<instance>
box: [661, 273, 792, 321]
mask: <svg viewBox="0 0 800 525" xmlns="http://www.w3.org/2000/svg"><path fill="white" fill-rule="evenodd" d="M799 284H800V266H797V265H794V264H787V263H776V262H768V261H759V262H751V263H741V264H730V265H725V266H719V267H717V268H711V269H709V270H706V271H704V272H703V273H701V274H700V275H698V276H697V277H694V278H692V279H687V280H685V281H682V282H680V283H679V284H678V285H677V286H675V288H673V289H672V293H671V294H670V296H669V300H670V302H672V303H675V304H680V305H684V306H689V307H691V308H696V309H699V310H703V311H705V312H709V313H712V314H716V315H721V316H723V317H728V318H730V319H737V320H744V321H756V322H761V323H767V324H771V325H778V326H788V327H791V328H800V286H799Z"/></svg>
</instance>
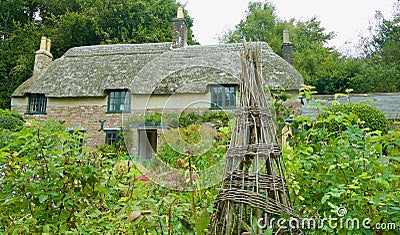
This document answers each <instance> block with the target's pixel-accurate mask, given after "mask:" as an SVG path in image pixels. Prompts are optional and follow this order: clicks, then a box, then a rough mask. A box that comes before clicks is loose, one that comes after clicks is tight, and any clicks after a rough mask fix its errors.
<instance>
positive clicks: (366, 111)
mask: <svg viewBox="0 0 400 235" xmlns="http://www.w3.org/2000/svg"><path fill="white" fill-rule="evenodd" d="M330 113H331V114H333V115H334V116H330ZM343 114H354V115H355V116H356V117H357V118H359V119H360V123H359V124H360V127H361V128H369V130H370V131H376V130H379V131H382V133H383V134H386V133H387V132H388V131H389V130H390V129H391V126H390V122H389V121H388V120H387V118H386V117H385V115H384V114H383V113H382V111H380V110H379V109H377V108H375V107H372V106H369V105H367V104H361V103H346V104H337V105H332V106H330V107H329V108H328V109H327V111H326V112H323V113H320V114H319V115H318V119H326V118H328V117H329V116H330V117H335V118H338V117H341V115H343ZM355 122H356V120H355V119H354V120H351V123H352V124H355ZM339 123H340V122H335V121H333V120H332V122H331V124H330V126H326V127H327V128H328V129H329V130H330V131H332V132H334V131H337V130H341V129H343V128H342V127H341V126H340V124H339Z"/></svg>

**Work required:** Type the lines above out again exactly as they appear, skipping every picture.

**Problem solution:**
<instance>
box: [661, 273, 792, 321]
mask: <svg viewBox="0 0 800 525" xmlns="http://www.w3.org/2000/svg"><path fill="white" fill-rule="evenodd" d="M799 284H800V266H797V265H794V264H787V263H776V262H768V261H759V262H751V263H741V264H730V265H725V266H719V267H717V268H711V269H709V270H706V271H704V272H703V273H701V274H700V275H698V276H697V277H694V278H692V279H687V280H685V281H682V282H680V283H679V284H678V285H677V286H675V288H673V289H672V293H671V294H670V296H669V300H670V302H672V303H675V304H680V305H684V306H689V307H691V308H696V309H699V310H703V311H705V312H709V313H712V314H716V315H721V316H723V317H728V318H730V319H737V320H744V321H756V322H761V323H767V324H771V325H778V326H788V327H791V328H800V286H799Z"/></svg>
</instance>
This document answers each <instance> block with the target's pixel-accurate mask, given after "mask:" as an SVG path in image pixels. Prompts are optional and follow this order: clicks, then a box, then a rough mask. A box that comes before clicks is loose, one that comes after clicks is tight, and any clicks after a rough mask fix its errors.
<instance>
positive clicks: (366, 111)
mask: <svg viewBox="0 0 400 235" xmlns="http://www.w3.org/2000/svg"><path fill="white" fill-rule="evenodd" d="M330 113H331V114H333V115H334V116H330ZM343 114H354V115H355V116H356V117H357V118H359V119H360V123H359V124H360V127H361V128H369V130H370V131H376V130H379V131H382V133H383V134H386V133H387V132H388V131H389V130H390V129H391V126H390V122H389V121H388V120H387V118H386V117H385V115H384V114H383V113H382V111H380V110H379V109H377V108H375V107H372V106H369V105H367V104H361V103H346V104H337V105H332V106H330V107H329V108H328V109H327V111H326V112H323V113H320V114H319V115H318V119H326V118H328V117H329V116H330V117H335V118H338V117H341V115H343ZM355 122H356V120H355V119H354V120H351V123H352V124H355ZM339 123H340V122H335V121H333V120H332V122H331V124H330V126H326V127H327V128H328V129H329V130H330V131H332V132H334V131H337V130H341V129H343V128H342V127H341V126H340V124H339Z"/></svg>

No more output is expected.